# [A block of data]
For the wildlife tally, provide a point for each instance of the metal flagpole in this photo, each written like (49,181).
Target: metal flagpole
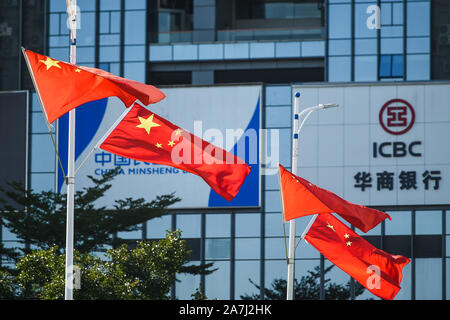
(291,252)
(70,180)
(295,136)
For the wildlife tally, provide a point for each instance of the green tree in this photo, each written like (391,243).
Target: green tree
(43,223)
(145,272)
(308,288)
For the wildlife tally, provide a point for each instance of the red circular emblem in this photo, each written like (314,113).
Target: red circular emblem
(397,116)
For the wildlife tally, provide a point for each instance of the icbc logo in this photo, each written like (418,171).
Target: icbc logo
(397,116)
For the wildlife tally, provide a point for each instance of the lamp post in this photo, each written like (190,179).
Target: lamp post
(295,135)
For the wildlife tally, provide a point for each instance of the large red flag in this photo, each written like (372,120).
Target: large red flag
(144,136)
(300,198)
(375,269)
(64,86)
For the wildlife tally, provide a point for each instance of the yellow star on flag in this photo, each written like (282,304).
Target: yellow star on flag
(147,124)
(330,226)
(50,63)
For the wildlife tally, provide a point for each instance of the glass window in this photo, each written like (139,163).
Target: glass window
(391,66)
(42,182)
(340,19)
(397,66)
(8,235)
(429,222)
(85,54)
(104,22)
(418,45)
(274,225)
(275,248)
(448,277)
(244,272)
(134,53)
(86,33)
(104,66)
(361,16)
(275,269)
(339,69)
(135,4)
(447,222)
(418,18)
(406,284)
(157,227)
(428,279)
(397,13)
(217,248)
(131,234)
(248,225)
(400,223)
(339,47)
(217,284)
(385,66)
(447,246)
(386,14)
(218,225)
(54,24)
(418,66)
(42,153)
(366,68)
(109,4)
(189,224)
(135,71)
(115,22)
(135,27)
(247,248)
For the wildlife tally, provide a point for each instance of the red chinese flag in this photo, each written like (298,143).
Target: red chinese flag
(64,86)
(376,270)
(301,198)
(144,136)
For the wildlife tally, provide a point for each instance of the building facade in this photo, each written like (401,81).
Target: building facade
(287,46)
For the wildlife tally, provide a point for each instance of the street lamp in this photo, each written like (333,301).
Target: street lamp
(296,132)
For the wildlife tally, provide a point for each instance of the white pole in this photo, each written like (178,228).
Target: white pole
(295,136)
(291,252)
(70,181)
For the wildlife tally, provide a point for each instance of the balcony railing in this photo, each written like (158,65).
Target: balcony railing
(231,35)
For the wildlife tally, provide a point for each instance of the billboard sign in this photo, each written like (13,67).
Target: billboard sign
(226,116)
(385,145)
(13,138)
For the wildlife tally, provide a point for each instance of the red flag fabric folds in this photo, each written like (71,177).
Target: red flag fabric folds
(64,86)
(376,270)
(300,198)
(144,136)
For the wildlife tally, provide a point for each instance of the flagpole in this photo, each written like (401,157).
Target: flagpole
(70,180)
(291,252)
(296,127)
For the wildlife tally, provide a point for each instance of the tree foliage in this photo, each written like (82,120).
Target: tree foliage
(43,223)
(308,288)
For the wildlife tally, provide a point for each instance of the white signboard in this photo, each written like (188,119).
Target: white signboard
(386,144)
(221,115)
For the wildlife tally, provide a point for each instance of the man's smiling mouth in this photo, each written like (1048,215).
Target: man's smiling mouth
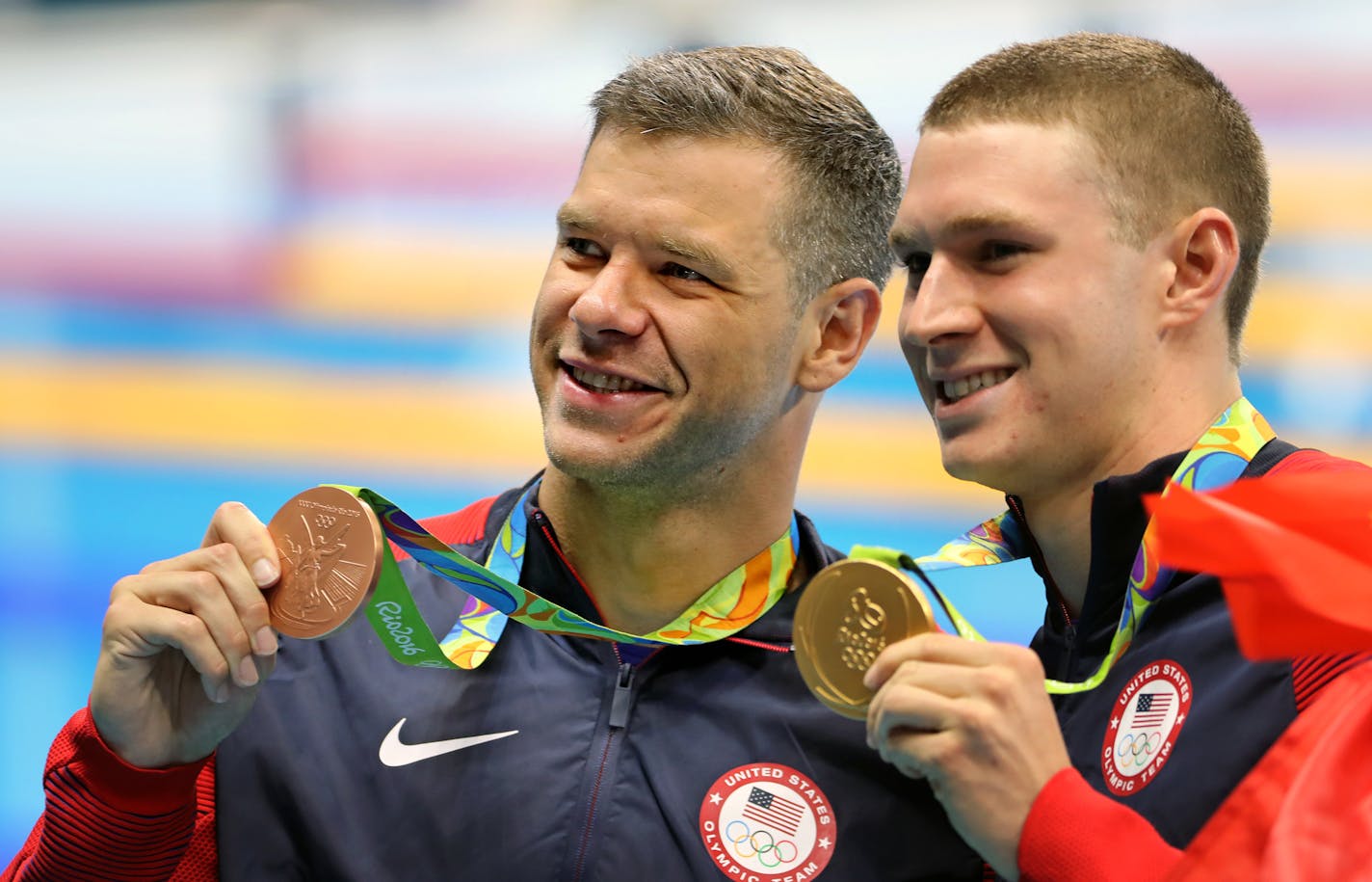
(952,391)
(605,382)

# [TASK TO CARRY OUT]
Every entry must be transcribed exactly. Pictures do not belong in the copy.

# [THE RESPONSE]
For the wildlife tally, provide a point for each instance of the metal flagpole in this photo, each written like (49,181).
Target: metal flagpole
(291,252)
(70,180)
(295,136)
For the wildlife tally, provide a point for each instance of the green tree in this photo, each written like (391,243).
Target: green tree
(43,223)
(145,272)
(308,288)
For the wildlife tally, provide a point for each instance of the red circular emblem in this photo, each written like (314,113).
Target: red circular emblem
(397,116)
For the wildlife tally, provide a point for each instance of the icbc logo in this photo, each written like (418,171).
Target: icbc logo
(397,116)
For the wildlife tally, provide a point for each instance of the lamp post in this photo, each written like (190,179).
Target: lamp post
(295,135)
For the wildlife tally, provide a point for each instance of the large red flag in this photo, each written like (372,120).
Target: large red flag
(144,136)
(300,198)
(375,269)
(64,86)
For the wildlife tally, provide a point for each instance of the yellow star on flag in this photo, each written like (282,304).
Target: yellow star on flag
(147,124)
(330,226)
(50,63)
For the wildlife tally, provide a point for each instance of the glass window in this photo, each written like (139,163).
Target: glass window
(391,66)
(42,182)
(340,19)
(397,66)
(8,235)
(429,222)
(85,54)
(104,22)
(418,45)
(274,225)
(275,248)
(448,277)
(244,272)
(134,53)
(86,33)
(104,66)
(361,16)
(275,269)
(339,69)
(135,4)
(447,222)
(418,18)
(406,284)
(157,227)
(428,279)
(397,13)
(217,248)
(131,234)
(248,225)
(400,223)
(339,47)
(217,284)
(385,66)
(447,246)
(386,14)
(218,225)
(54,24)
(418,66)
(42,153)
(366,68)
(109,4)
(189,224)
(135,71)
(115,22)
(135,27)
(247,248)
For the wildlife tally, provide a point for each instance of the red chinese flag in this photo, each written like (298,143).
Target: red chinese flag
(64,86)
(376,270)
(301,198)
(144,136)
For the wildlife tally, provide a point for each instance of the building facade in this photo, each written like (401,81).
Target: building facade
(287,46)
For the wildlife tally, provide a point for each instance of the street lamp in this photo, each written like (333,301).
Target: street lamp
(296,132)
For the wildlife tally, provide a point for each instance of the white pole in this photo, each written like (178,228).
Target: white pole
(295,136)
(291,252)
(70,181)
For the wildlife tally, provide a point for each instance of the balcony railing in this photo, each written like (158,65).
Target: balcony railing
(231,35)
For the wildlife tally, provide a point for each instance of the billboard sign in this photo, each written like (13,67).
Target: billboard sign
(226,116)
(385,145)
(13,138)
For the wildlife tally, provide a point for each instance of the red flag fabric folds in this photo, each written like (71,177).
Target: red flag fabric folds
(64,86)
(376,270)
(300,198)
(144,136)
For the wildlife tally, provide a point for each instance of the flagpole in this photo, each written like (401,157).
Target: flagpole
(70,180)
(291,252)
(296,127)
For the wildlife tally, provide a point for each instance of the tree foliage in this photo, each written like (82,120).
Target: tree foliage
(43,223)
(308,288)
For the wildlife tally, provide a point for each instance of the white signboard in this photo, each written like (188,119).
Target: white signboard
(386,144)
(221,115)
For the wildlife tally, provide a point for each instance of the man's smiling mouth in this photo, each written like (1048,215).
Target: man's smiling mouth
(952,391)
(605,382)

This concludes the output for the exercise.